start SUPPLIED MATERIAL
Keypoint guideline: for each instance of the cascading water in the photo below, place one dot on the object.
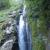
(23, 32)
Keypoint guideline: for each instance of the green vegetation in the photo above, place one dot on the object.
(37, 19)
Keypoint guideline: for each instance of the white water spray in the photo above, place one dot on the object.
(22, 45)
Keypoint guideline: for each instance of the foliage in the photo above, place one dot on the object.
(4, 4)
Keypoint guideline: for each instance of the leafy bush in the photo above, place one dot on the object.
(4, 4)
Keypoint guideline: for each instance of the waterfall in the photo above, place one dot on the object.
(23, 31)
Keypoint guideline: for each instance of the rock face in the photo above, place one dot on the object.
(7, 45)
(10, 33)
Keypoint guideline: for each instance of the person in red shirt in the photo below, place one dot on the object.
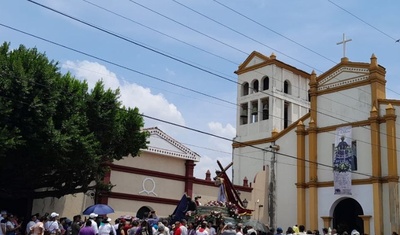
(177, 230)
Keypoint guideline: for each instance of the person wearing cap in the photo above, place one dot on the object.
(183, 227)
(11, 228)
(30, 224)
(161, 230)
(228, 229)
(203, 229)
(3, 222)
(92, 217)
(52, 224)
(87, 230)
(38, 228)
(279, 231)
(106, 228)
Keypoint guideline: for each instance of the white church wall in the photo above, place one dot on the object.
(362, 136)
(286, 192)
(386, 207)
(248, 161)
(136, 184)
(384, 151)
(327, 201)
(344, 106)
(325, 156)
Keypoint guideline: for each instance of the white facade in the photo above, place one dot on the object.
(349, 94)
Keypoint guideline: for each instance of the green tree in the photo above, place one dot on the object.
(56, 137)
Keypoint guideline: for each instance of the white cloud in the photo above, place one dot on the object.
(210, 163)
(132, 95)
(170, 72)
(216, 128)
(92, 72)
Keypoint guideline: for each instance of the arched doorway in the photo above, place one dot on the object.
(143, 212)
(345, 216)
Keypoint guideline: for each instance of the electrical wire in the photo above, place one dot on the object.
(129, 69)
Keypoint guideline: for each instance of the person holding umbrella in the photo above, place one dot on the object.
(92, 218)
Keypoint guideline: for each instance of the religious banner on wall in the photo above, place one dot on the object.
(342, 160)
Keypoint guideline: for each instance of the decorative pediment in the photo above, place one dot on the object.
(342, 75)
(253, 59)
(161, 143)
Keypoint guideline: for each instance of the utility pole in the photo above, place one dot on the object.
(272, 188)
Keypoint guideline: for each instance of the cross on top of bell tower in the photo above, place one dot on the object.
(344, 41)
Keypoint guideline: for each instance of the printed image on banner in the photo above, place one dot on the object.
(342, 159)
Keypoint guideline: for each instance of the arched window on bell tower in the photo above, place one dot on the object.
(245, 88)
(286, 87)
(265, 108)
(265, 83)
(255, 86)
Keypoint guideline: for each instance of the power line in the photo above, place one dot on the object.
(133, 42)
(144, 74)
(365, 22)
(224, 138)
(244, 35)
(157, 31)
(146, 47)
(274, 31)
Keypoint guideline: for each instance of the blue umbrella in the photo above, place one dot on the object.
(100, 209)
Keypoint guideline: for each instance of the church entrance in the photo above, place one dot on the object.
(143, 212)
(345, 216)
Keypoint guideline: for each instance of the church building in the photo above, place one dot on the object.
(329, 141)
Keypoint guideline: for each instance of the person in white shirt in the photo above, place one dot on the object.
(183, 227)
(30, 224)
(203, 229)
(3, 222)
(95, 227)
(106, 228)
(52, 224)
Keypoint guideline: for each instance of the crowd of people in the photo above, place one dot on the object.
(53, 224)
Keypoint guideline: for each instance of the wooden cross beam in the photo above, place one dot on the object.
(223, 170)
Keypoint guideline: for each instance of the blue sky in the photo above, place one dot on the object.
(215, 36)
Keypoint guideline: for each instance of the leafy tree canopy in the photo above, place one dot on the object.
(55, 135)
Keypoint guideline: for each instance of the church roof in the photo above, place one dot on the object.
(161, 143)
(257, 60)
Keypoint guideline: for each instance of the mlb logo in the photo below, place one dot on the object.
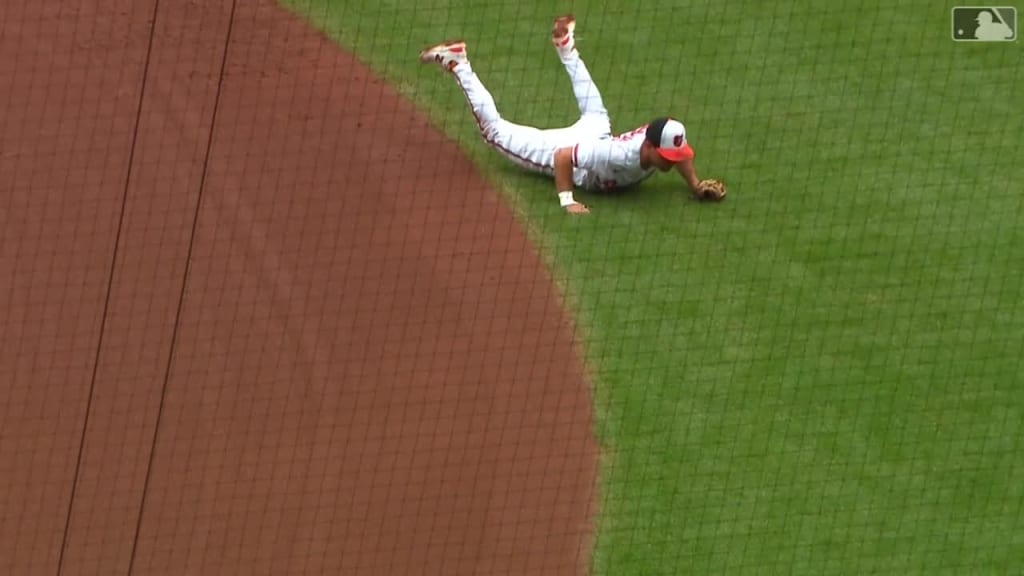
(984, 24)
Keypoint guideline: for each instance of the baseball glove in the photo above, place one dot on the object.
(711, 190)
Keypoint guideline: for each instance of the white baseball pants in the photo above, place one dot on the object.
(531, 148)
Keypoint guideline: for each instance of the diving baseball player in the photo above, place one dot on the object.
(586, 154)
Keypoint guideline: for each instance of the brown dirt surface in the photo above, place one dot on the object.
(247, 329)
end SUPPLIED MATERIAL
▶ _REQUIRED WORK_
Please set down each line of the data above exactly as written, without the pictures.

▶ _THE SOLUTION_
Keypoint guideline: for each instance of the cascading water in the photo below, place one dot on the object.
(23, 32)
Keypoint guideline: for each instance of the green vegetation in the photo above, place one dot on the object.
(37, 19)
Keypoint guideline: for each instance of the white water spray in the photo above, place one dot on the object.
(22, 45)
Keypoint guideline: for each instance of the foliage in the photo above, place one dot on the object.
(4, 4)
Keypoint guideline: for each instance of the leafy bush in the photo above, place one dot on the object.
(4, 4)
Keypoint guideline: for each instance of the waterfall in the photo above, place one dot on the object.
(23, 31)
Keypoint guideline: for each instance of the rock face in the photo above, place one dot on the object.
(7, 45)
(10, 33)
Keypoint guideline: for each instance of the person in red shirt in the photo below, place one dot on the object.
(177, 230)
Keypoint guideline: for each instance of the person wearing cap in the photo above, place one dot on the object.
(183, 227)
(11, 228)
(30, 224)
(161, 230)
(228, 229)
(203, 229)
(3, 222)
(92, 217)
(52, 224)
(87, 230)
(38, 228)
(279, 231)
(106, 228)
Keypoint guideline: for each instance of the white church wall in the photo above, place one dot on the object.
(362, 136)
(286, 192)
(386, 207)
(248, 161)
(136, 184)
(384, 151)
(327, 201)
(344, 106)
(325, 156)
Keypoint guideline: for each instance of the white facade in the photo above, place one dot on the object.
(349, 94)
Keypoint guideline: for each instance of the green tree in the photo above, place one dot on the object.
(56, 137)
Keypoint guideline: for each instance of the white cloud in the photo above, place one dot on the object.
(210, 163)
(132, 95)
(170, 72)
(216, 128)
(92, 72)
Keypoint guideline: for each instance of the arched doorway in the photo above, place one dot on the object.
(143, 212)
(345, 216)
Keypoint guideline: for each instance of the electrical wire in the photo above, place one dot on the object.
(129, 69)
Keypoint guideline: for each instance of the person holding umbrella in the photo above, place one dot on the object.
(92, 218)
Keypoint guideline: for each instance of the religious banner on wall in the photo above, place one dot on the object.
(342, 160)
Keypoint guideline: for each instance of the decorative pediment in the photo above, place one dot on the object.
(342, 75)
(253, 59)
(161, 143)
Keypoint guideline: for each instance of the utility pole in the photo above, place one dot on the object.
(272, 188)
Keypoint guideline: for each instance of the cross on top of bell tower in the photo above, place one dot on the object.
(344, 41)
Keypoint guideline: for each instance of the printed image on banner in the photo above, place one dot on the object.
(342, 159)
Keypoint guideline: for each instance of the arched window on bell tower in the photo above, place one dot on the object.
(245, 88)
(286, 87)
(265, 108)
(265, 83)
(255, 86)
Keypoint guideline: for each instance of the power line in the photo above, place one dot on the object.
(133, 42)
(144, 74)
(365, 22)
(224, 138)
(244, 35)
(157, 31)
(146, 47)
(274, 31)
Keypoint guideline: for each instance of the blue umbrella in the photo above, place one dot on the object.
(100, 209)
Keypoint guideline: for each instance of the church entrance in the photo above, place one dot on the object.
(143, 212)
(345, 216)
Keypoint guideline: for each instance of the church building in the photo above, place one dot on the object.
(329, 141)
Keypoint guideline: for each instance of the person in white shirt in the photo above, place one dot on the object.
(183, 227)
(30, 224)
(203, 229)
(3, 222)
(95, 227)
(106, 228)
(52, 224)
Keypoint guideline: for each instance of the crowd of people in the photo above, place one dot on the object.
(53, 224)
Keypoint guideline: for each instance of the wooden cross beam in the photo above, place one dot on the object.
(223, 170)
Keypoint guideline: for each instance of the blue sky in the photo above, place one dot on the object.
(215, 36)
Keypoint guideline: for each instance of the leafy tree canopy in the photo above, place one dot on the object.
(55, 135)
Keypoint guideline: for each instance of the church roof in the photo above, place one dot on the object.
(161, 143)
(257, 60)
Keypoint guideline: for each instance of the mlb logo in the photo below, place one dot on the object.
(984, 24)
Keypoint guideline: for each instance of the baseball glove in the photo above, place one dot on the object.
(711, 190)
Keypoint guideline: for each instance of the white baseball pants in the photo above, place one dot on the object.
(531, 148)
Keypoint guideline: for each instance of the diving baseball player in the photo above, place one dot on the object.
(586, 154)
Keypoint guideline: for each instance of the brown dirt surface in the photo above, place one dot on the object.
(247, 329)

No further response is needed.